--- Task prompt ---
Reproduce the material below line for line, changing nothing.

--- Material for this exercise ---
◇ ◇ ◇

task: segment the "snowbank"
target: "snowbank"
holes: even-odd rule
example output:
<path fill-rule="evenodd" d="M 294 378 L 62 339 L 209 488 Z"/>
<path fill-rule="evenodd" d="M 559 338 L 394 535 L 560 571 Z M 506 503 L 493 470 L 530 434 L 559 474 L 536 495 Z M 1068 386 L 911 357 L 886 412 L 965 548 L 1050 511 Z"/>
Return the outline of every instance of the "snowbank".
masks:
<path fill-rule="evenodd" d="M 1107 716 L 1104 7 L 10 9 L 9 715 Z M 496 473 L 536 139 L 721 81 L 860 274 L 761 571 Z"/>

◇ ◇ ◇

--- Correct output ---
task: segment the "snowbank"
target: "snowbank"
holes: even-odd rule
example output:
<path fill-rule="evenodd" d="M 294 378 L 62 339 L 209 488 Z"/>
<path fill-rule="evenodd" d="M 559 338 L 394 535 L 560 571 Z M 506 503 L 493 470 L 530 434 L 559 474 L 536 495 Z M 1068 386 L 911 357 L 886 412 L 965 548 L 1050 511 Z"/>
Return the outline of every instance of the "snowbank".
masks:
<path fill-rule="evenodd" d="M 1107 716 L 1104 7 L 10 9 L 9 715 Z M 496 473 L 536 139 L 721 81 L 860 274 L 761 571 Z"/>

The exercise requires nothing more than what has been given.